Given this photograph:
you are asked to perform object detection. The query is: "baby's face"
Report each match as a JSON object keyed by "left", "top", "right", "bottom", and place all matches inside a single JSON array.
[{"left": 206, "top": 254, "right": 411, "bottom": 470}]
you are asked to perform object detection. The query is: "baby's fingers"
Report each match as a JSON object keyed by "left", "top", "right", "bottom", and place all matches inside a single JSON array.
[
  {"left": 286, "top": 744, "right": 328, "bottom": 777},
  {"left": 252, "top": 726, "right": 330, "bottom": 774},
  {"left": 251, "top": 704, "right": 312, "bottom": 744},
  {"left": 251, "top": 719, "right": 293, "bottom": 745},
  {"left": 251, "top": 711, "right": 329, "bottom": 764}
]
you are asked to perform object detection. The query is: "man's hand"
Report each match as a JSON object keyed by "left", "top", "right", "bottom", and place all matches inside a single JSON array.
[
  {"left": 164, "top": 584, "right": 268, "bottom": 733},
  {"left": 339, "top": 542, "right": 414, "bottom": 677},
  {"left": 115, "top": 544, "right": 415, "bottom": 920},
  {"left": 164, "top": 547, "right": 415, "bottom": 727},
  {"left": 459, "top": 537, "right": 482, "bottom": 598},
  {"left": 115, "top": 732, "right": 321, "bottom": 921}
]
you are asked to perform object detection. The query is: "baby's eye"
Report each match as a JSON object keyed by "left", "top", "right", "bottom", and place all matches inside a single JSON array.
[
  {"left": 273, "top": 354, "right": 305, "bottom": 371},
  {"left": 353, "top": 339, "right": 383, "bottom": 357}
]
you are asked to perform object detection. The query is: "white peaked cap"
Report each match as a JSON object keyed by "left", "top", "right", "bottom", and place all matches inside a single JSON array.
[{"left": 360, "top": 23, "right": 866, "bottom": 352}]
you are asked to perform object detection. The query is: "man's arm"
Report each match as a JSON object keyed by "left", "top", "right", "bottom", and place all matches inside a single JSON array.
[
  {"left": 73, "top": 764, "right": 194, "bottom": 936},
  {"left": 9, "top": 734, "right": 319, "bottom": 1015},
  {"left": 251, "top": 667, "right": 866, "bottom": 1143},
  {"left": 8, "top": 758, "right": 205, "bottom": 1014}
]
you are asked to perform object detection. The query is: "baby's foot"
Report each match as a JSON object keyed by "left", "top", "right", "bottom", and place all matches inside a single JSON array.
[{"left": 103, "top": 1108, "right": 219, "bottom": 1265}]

GOAL OF THE EXERCISE:
Every line of the listing that holds "baby" counts once. Say how many such lines there are, using only a number.

REPLY TO THE EXERCISE:
4